WHAT THE EXERCISE ASKS: How many lines in the data below contain the string "roof"? Case counts, and your reply should be only the number.
★ ★ ★ ★ ★ ★ ★
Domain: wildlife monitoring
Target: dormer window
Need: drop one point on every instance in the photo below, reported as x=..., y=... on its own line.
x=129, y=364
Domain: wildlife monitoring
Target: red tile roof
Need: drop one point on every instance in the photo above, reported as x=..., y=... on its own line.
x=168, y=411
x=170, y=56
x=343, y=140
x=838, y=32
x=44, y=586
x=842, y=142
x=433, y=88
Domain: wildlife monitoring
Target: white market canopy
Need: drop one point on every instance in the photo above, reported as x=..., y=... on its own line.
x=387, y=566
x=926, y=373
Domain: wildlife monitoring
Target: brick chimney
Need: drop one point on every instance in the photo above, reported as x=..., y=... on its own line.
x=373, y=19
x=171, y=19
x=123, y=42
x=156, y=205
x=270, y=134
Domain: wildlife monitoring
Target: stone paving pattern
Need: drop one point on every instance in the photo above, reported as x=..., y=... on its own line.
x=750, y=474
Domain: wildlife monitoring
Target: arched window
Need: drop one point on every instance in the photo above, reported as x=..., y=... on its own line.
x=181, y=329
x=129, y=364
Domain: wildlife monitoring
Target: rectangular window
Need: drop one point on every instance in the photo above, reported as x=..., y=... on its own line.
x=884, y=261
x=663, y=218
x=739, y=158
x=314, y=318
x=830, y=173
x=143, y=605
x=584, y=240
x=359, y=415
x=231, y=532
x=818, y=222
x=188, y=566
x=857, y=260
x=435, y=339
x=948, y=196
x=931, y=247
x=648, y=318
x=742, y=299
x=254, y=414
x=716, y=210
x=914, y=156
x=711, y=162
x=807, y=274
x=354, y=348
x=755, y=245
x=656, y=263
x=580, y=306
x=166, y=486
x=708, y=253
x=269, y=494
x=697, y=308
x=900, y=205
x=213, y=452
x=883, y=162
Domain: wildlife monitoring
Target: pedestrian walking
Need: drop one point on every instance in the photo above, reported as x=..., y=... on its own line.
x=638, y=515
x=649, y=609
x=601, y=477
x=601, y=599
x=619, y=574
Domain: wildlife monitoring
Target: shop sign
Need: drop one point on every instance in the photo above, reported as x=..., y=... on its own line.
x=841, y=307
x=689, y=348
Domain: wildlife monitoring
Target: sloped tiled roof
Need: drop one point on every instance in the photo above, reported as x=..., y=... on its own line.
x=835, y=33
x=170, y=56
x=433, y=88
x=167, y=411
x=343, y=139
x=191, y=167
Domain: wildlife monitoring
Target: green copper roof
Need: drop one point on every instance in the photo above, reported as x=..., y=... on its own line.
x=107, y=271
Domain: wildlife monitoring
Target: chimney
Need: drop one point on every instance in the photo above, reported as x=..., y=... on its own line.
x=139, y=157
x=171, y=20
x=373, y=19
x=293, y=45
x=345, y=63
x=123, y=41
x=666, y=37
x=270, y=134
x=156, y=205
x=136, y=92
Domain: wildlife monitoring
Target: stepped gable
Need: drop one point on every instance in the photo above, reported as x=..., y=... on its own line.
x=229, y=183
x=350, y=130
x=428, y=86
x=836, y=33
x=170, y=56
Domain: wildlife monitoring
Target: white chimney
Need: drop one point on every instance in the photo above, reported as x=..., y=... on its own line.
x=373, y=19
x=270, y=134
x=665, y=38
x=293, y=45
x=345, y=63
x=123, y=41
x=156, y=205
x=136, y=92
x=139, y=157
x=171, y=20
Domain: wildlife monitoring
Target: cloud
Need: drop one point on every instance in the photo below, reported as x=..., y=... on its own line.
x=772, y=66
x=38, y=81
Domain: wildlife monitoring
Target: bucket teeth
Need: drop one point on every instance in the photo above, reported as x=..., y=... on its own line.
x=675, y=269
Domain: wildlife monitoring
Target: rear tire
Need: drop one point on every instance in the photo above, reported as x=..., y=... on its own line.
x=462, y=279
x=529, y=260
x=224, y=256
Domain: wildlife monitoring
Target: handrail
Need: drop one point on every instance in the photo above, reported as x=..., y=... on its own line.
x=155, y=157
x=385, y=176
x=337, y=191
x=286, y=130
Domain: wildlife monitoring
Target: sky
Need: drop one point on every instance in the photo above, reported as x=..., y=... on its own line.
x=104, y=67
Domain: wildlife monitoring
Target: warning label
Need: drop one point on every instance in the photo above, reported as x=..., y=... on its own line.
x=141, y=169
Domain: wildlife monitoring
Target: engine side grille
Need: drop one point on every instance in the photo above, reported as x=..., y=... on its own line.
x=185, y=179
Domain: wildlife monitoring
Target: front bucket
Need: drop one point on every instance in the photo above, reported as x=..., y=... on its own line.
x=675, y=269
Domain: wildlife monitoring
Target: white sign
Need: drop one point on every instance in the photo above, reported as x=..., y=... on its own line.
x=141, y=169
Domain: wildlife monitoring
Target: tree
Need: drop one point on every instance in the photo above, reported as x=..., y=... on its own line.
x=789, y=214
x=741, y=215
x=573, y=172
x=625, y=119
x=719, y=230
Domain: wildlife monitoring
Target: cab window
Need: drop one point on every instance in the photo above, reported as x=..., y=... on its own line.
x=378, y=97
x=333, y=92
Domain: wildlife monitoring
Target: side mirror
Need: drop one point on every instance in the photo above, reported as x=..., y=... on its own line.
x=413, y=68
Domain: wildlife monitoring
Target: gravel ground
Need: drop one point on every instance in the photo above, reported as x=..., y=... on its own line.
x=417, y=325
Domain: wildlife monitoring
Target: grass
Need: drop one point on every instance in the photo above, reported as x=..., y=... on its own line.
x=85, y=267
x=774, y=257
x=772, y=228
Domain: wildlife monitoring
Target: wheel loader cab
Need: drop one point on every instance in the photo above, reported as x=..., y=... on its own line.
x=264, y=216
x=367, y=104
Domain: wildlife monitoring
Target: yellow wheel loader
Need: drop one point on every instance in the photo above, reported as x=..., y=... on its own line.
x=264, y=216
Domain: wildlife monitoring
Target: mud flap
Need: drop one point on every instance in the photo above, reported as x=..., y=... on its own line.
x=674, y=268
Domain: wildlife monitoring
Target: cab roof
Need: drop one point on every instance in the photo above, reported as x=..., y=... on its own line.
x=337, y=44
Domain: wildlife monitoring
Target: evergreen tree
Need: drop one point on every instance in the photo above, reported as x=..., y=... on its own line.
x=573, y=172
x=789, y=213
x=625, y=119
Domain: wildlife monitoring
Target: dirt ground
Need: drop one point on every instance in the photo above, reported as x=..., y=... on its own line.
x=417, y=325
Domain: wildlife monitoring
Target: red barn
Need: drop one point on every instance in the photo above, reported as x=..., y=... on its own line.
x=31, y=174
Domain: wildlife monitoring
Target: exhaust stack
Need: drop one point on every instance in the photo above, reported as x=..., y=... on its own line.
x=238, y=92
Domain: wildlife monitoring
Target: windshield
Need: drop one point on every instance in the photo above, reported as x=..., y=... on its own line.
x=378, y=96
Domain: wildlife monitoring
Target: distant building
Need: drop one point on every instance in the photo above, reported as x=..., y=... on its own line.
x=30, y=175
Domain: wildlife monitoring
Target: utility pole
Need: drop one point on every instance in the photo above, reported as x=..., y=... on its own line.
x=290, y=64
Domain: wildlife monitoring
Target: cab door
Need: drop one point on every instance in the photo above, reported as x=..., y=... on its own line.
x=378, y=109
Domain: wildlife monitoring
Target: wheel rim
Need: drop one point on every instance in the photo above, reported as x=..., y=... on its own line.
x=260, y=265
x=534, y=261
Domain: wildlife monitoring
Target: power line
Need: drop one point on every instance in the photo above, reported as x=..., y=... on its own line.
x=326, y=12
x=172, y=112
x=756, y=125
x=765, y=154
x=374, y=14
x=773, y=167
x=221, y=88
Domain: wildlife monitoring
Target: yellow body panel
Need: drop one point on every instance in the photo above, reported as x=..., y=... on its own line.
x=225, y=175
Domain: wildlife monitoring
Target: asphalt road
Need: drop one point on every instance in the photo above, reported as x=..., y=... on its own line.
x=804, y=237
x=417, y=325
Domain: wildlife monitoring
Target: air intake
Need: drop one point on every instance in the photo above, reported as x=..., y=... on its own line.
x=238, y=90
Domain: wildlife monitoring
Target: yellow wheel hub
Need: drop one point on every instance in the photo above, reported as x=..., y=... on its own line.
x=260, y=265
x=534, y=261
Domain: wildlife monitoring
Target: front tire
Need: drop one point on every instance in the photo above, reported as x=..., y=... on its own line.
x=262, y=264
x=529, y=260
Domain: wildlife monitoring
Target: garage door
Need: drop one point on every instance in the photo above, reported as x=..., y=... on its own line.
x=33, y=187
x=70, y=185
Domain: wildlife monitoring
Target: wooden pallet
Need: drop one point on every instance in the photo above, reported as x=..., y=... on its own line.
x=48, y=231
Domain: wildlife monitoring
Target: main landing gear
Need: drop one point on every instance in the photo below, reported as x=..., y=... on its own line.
★ ★ ★ ★ ★ ★ ★
WRITTEN RESPONSE: 4